[Collected data entries]
● ● ●
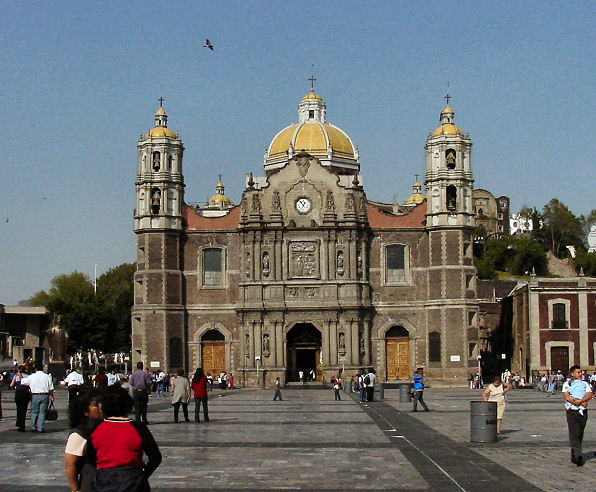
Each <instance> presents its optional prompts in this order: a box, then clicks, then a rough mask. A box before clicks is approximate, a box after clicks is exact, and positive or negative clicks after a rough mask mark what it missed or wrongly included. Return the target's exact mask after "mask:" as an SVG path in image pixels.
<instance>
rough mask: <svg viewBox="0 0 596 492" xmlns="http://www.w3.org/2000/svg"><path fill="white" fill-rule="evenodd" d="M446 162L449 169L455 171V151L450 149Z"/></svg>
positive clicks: (454, 150) (447, 155)
mask: <svg viewBox="0 0 596 492" xmlns="http://www.w3.org/2000/svg"><path fill="white" fill-rule="evenodd" d="M445 161H446V162H447V169H455V150H453V149H449V150H448V151H447V155H446V156H445Z"/></svg>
● ● ●
» **PROMPT**
Return all of the data above line for line and word for word, omitting the pictures.

» **REPLY**
Each <instance> presents its optional prompts in this order: a box, then clicks, then a rough mask. A box before clicks is approximate, a box after clicks is exact, and positive or negative clicks after a rough mask mark what it missed or wrongly included. Return the target's exact mask after "mask:" as an SVG path in image pixels.
<instance>
rough mask: <svg viewBox="0 0 596 492" xmlns="http://www.w3.org/2000/svg"><path fill="white" fill-rule="evenodd" d="M446 162L449 169L455 171V151L450 149Z"/></svg>
positive clicks: (454, 150) (447, 155)
mask: <svg viewBox="0 0 596 492" xmlns="http://www.w3.org/2000/svg"><path fill="white" fill-rule="evenodd" d="M445 161H446V162H447V169H455V150H453V149H449V150H448V151H447V155H446V156H445Z"/></svg>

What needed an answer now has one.